[Challenge]:
Recast the material as a Markdown table with the columns Row and Line, starting at the line that contains "the windshield, given" and ending at the line that contains "[[172, 157]]". Include only those lines and leave out any blank ones.

(Recorded data)
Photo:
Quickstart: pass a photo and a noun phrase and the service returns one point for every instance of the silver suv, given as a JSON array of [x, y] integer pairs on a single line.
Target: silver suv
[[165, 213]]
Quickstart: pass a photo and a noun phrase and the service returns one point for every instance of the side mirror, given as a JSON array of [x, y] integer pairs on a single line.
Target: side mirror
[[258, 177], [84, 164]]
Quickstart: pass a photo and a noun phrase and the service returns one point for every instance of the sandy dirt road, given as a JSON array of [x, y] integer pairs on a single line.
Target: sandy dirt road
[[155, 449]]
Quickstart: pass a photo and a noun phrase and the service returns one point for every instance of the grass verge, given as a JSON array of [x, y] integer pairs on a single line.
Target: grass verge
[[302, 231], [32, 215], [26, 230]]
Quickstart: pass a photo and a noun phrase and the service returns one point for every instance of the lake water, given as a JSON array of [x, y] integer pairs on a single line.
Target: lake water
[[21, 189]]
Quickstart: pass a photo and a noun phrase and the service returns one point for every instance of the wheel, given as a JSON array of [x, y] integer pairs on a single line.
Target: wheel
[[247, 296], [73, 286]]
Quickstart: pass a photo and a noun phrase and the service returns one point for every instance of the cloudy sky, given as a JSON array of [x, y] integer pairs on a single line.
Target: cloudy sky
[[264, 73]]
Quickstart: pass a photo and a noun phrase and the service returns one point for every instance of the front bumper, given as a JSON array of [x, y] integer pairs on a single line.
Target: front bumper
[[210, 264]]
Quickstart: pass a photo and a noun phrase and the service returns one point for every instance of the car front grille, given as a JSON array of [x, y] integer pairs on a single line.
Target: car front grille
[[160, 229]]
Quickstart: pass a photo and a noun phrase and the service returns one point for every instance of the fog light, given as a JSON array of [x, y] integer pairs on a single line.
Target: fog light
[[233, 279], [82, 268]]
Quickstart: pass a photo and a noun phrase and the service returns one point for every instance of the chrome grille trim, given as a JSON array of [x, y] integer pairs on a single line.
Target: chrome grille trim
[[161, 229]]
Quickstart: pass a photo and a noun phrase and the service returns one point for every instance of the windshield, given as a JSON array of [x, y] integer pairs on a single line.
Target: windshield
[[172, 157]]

---

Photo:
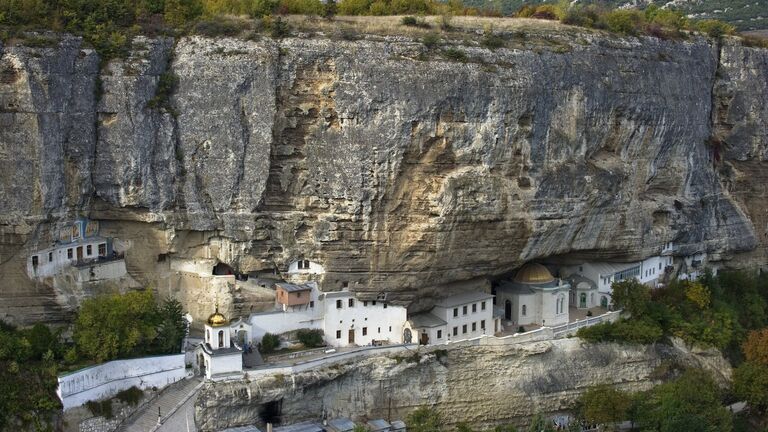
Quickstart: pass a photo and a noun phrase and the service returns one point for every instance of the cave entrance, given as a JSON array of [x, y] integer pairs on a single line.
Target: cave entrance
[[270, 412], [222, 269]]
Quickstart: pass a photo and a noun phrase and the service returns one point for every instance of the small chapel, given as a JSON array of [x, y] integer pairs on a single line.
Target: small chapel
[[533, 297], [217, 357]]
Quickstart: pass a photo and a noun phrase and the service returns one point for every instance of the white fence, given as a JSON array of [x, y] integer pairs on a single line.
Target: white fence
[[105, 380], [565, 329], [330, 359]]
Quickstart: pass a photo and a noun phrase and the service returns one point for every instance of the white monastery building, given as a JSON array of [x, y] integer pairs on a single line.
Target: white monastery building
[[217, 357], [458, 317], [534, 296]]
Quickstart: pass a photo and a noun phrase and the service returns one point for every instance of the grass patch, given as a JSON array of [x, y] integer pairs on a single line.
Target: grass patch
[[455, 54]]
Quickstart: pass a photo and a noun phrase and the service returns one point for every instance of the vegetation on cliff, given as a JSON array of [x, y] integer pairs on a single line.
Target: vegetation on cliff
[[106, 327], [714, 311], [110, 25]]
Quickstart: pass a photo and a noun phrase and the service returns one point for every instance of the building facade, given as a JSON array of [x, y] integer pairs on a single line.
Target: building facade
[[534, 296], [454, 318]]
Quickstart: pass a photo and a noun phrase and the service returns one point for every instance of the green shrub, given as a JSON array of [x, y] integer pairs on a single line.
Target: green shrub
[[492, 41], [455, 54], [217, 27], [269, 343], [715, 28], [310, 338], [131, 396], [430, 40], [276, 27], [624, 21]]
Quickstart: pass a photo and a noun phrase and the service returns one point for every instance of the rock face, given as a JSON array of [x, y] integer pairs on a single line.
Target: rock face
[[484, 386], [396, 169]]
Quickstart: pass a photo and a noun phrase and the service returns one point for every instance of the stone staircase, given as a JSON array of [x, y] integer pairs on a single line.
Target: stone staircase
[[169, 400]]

[Output below]:
| Row | Line |
|---|---|
| 1 | Quickstart: pass a photo and a noun phrase and the service returns one point for every instance of the windshield, given as a JSON array of [x, y] integer pairs on a single line. |
| 2 | Target: windshield |
| 3 | [[172, 157]] |